__EXERCISE GOAL__:
List each line of the rows below that contains the string "roof". Letter case matters.

Dataset excerpt:
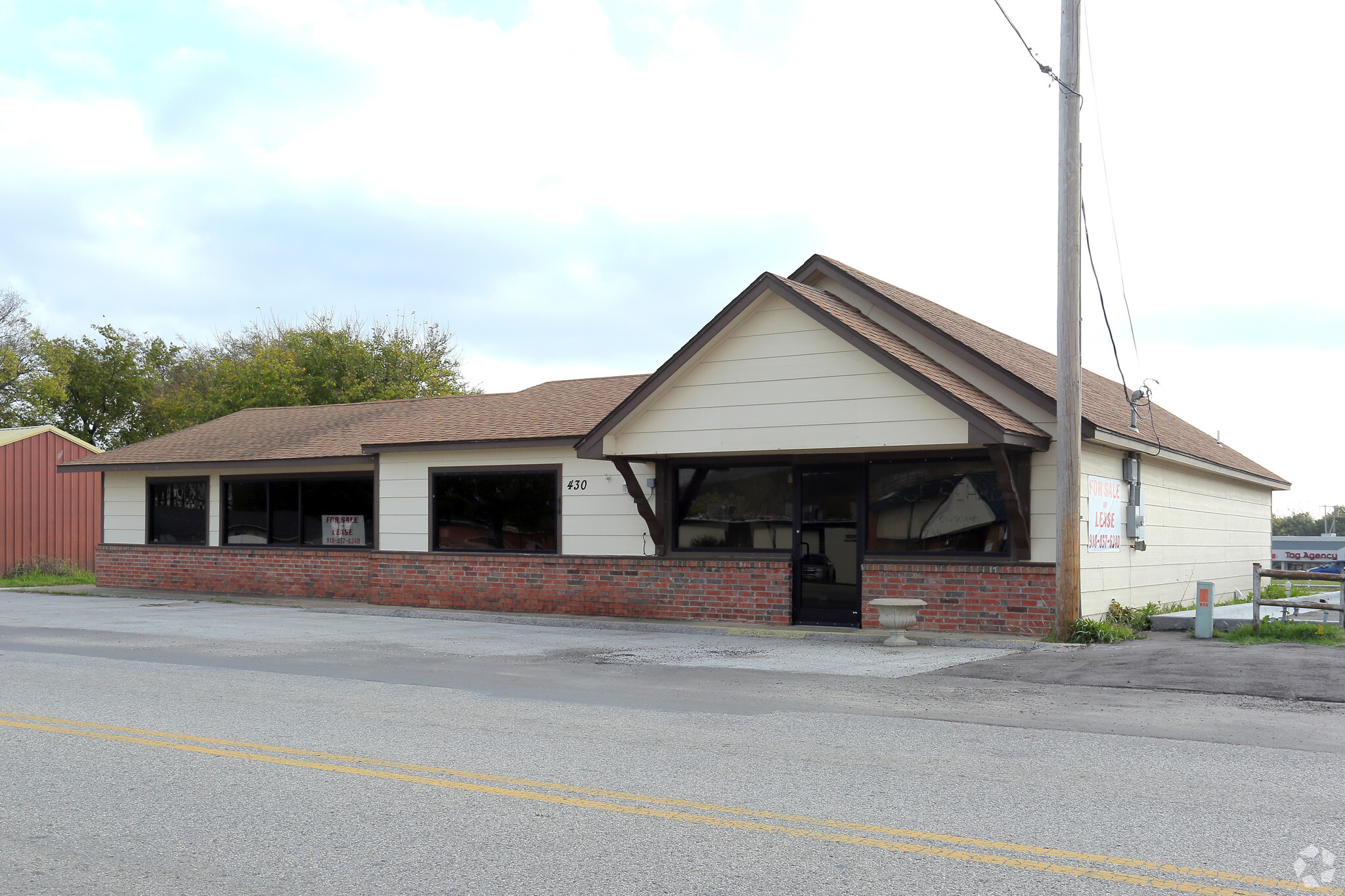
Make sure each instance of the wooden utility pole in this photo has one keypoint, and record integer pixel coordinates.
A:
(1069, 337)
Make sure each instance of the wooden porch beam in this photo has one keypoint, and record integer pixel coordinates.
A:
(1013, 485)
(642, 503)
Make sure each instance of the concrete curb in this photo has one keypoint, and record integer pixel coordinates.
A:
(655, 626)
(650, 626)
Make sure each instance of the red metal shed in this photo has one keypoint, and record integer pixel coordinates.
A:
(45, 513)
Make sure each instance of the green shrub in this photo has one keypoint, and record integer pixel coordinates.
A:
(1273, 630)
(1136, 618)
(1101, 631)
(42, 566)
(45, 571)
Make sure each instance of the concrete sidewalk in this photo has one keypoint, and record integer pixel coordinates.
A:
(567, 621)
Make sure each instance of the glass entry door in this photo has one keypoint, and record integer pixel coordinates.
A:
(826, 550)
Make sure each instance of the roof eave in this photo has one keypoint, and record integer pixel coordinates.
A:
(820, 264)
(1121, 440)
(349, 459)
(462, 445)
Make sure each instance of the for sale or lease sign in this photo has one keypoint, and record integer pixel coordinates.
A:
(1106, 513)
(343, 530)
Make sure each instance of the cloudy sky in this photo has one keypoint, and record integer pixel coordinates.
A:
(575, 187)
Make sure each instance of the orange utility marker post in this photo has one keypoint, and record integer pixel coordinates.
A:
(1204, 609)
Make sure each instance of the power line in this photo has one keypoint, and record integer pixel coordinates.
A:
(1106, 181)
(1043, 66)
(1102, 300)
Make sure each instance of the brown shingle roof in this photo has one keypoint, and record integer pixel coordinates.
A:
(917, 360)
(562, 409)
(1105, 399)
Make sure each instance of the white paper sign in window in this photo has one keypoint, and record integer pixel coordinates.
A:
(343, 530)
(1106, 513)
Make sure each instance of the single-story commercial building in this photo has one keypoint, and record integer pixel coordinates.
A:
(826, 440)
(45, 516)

==

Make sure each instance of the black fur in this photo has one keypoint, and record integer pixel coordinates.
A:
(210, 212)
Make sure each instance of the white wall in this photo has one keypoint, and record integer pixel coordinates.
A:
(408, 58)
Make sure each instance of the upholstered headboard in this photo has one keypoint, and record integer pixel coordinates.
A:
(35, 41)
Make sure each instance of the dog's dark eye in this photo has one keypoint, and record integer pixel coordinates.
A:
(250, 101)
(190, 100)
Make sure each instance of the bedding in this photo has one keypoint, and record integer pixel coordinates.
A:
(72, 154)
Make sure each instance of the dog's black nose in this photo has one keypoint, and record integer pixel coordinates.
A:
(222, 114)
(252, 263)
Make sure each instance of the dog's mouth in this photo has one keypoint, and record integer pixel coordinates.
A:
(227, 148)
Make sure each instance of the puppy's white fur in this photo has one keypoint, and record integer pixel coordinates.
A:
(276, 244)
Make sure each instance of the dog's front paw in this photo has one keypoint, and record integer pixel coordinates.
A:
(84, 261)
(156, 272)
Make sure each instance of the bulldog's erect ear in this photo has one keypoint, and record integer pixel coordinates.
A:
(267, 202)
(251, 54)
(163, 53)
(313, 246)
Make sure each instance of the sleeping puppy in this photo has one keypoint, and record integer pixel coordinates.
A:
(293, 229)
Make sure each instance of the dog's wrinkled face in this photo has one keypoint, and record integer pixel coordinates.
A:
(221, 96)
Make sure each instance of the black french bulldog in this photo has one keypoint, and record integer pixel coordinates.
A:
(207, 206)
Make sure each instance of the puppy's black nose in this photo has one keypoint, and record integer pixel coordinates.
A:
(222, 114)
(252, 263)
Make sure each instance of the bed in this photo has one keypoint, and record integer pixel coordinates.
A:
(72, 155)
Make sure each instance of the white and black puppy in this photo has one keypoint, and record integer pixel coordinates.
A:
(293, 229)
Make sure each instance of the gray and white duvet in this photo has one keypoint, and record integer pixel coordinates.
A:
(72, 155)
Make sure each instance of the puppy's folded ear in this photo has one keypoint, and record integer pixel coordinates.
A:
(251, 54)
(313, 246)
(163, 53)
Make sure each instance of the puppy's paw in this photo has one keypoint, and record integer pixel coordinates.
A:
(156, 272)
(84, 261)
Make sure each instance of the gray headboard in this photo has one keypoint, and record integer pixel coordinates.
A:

__ANSWER TO THE EXERCISE__:
Make sure each instance of the roof eave in this photo has one keypoint, and record integer pixel coordinates.
Make sure each instance of the brown shingle roof in this photo has one keypoint, and record integer pixel coordinates.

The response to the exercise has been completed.